**WORK INSTRUCTIONS:** Of all the lines in the entries below, give again exactly those starting at the line containing "target: wispy cloud" and ending at the line containing "266 652 L 286", both ends included, and no others.

--

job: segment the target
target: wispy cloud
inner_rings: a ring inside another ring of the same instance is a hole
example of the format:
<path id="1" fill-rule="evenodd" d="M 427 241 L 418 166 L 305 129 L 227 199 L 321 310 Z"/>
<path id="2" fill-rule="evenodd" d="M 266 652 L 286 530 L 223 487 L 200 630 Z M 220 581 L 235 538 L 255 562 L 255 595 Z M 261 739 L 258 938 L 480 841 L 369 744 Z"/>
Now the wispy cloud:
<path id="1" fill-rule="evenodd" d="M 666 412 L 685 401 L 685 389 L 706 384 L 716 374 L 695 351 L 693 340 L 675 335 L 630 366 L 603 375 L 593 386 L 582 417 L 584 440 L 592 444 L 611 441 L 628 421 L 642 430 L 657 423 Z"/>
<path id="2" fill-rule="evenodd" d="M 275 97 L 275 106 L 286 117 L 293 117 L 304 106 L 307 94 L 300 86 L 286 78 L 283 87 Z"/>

--

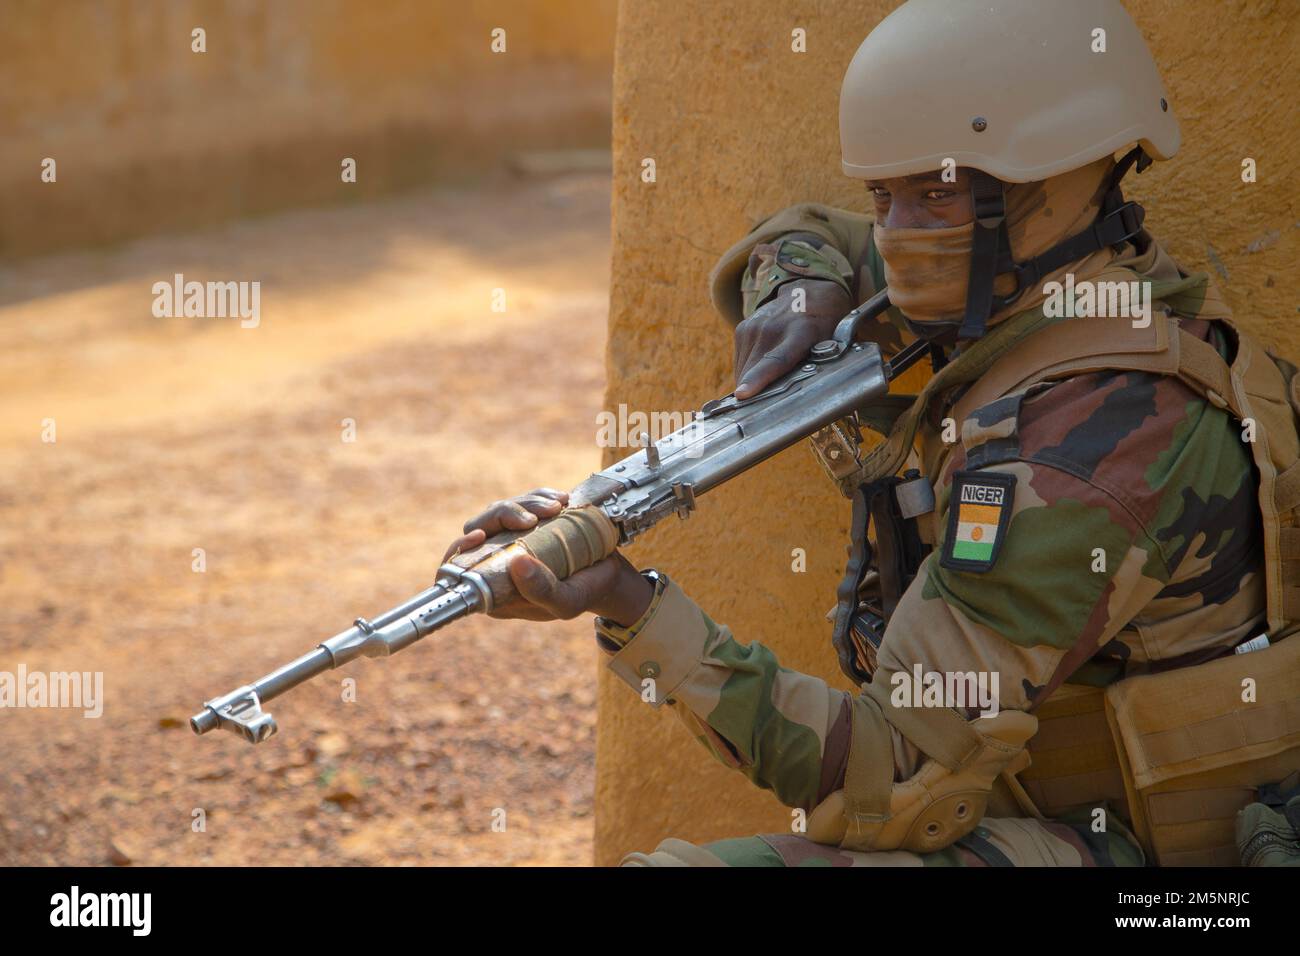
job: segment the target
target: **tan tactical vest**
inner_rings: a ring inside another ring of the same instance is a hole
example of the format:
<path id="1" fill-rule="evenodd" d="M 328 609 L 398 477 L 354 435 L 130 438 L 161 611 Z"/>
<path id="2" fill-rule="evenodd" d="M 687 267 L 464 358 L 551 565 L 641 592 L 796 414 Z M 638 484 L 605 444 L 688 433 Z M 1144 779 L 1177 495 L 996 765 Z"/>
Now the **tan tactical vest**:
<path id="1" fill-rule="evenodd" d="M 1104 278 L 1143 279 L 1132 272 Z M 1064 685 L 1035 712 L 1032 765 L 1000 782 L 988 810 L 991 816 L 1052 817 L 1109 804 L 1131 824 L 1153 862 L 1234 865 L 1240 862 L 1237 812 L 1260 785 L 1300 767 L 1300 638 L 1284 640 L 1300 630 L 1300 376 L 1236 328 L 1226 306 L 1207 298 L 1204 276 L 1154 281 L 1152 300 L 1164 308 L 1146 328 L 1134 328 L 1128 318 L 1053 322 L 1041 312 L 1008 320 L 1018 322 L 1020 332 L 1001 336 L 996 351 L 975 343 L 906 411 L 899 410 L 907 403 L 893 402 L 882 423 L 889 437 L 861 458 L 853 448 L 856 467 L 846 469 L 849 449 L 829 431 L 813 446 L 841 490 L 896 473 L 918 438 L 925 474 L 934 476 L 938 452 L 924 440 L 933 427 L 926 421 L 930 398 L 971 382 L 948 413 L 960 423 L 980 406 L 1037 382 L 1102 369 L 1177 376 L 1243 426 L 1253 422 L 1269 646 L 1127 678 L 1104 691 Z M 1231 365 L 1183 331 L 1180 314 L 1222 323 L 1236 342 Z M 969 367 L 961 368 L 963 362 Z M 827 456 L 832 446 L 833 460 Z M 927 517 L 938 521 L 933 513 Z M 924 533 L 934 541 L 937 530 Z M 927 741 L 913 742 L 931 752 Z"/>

--

**TASK SOLUTION:**
target: wispy cloud
inner_rings: a ring inside another ring of the same instance is a hole
example of the format:
<path id="1" fill-rule="evenodd" d="M 427 241 L 418 166 L 305 129 L 227 199 L 321 310 Z"/>
<path id="2" fill-rule="evenodd" d="M 266 652 L 286 530 L 223 487 L 200 630 Z M 220 581 L 235 538 L 255 562 L 255 595 Z M 261 739 L 258 938 L 480 841 L 369 744 Z"/>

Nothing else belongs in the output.